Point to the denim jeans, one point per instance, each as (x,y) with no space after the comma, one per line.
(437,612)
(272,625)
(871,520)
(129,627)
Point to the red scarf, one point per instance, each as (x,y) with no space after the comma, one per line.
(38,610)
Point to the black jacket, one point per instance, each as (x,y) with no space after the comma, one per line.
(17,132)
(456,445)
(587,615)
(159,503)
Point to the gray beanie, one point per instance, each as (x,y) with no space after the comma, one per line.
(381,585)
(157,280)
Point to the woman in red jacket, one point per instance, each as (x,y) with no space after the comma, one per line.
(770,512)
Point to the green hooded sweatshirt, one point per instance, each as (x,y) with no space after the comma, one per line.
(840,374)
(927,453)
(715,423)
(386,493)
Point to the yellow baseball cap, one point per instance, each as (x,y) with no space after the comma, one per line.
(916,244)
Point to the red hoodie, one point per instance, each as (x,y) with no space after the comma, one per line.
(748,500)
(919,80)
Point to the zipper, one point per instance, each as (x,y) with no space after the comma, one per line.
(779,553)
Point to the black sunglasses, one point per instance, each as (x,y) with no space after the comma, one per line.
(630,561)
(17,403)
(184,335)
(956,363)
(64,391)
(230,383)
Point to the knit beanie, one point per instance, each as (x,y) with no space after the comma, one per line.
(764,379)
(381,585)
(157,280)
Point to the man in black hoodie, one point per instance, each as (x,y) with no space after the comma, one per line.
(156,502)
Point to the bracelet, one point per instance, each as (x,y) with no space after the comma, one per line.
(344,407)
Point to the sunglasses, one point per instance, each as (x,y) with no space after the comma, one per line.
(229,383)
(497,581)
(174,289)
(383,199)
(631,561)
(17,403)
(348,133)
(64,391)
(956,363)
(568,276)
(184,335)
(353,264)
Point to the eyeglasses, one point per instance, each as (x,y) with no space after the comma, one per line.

.....

Rewrite the whole listing, replacing "beanie" with "wool hat" wherever it appears and leaving everything else unchanged.

▸ **Right answer**
Point to the denim jeans, one point per instance, each as (x,y) with no space after the comma, one per line.
(437,612)
(272,625)
(871,520)
(129,627)
Point to the red scarf, one point per instance, each as (x,y) with no space after the comma, one per line.
(38,610)
Point to the black jacket, one point per instance, each as (x,y) with no space after the comma, one per line.
(17,132)
(456,445)
(587,615)
(159,503)
Point to the gray wool hat, one point per instance, each as (x,y) with no space after the comma, one per line.
(381,585)
(157,280)
Point to the woman in red jacket, one point per instance, each as (x,y) with no space after the comma, one per line.
(770,512)
Point to the green hooded sweatshirt, one point per instance, each as (x,y) with no space after the comma, one per line.
(840,374)
(927,453)
(715,423)
(386,493)
Point to the yellow baseball cap, one point per instance, each as (x,y) with no space after the comma, one per line.
(916,244)
Point to the red hoodie, one point per instance, each as (x,y) with no space after the comma, one per line.
(748,500)
(919,80)
Point to the zipper, one point per instance, each as (x,y) with no space after the comma, one per line.
(779,553)
Point to the black sunglasses, one point per instance, each as (x,y) with no space after the comma, one per line.
(630,561)
(17,403)
(184,335)
(956,363)
(64,391)
(230,383)
Point to the knit wool hat, one point per instance, each as (x,y) with no space after the comma, one per line.
(764,379)
(381,585)
(157,280)
Point to the man in black hoodie, one point per instance, each as (x,y) with no space after the comma, one per line.
(156,502)
Point to the bracelet, one point per instance, each as (x,y) with no space after the comma, one per line.
(344,407)
Point to the sunglasses, one point per instance, each as (x,y) with no space after the comma, one per line.
(229,383)
(497,581)
(174,289)
(383,199)
(631,561)
(17,403)
(348,133)
(64,391)
(956,363)
(568,276)
(184,335)
(353,264)
Point to the eyeglasses, one point per instance, each as (x,y) with no space after the comma, one per line.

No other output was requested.